Each entry should be restated word for word, with all pictures left out.

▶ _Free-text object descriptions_
---+---

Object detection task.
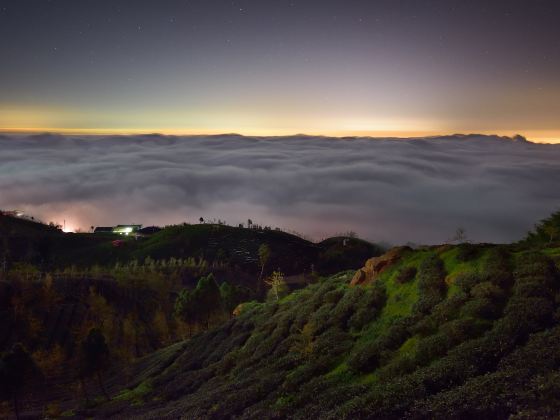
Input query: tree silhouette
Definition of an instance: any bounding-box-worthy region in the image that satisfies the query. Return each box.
[79,328,111,402]
[174,288,199,336]
[219,281,238,318]
[194,274,221,329]
[450,227,468,243]
[0,343,42,420]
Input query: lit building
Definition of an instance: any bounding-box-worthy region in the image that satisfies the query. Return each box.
[112,225,142,235]
[93,225,142,235]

---+---

▶ _RESPONSE TO THE EXERCISE_
Object detection task.
Input query: tree silhouette
Definition of an instance: any bounding-box-worthy region in the image that satisfies the query. Return each box.
[79,328,111,402]
[174,288,199,336]
[219,281,238,318]
[194,274,221,329]
[450,227,468,243]
[0,343,42,420]
Input query: lit building
Definition of an instance: any bounding-box-worthy region in the image that satisfies the query. Return each box.
[112,225,142,235]
[93,225,142,235]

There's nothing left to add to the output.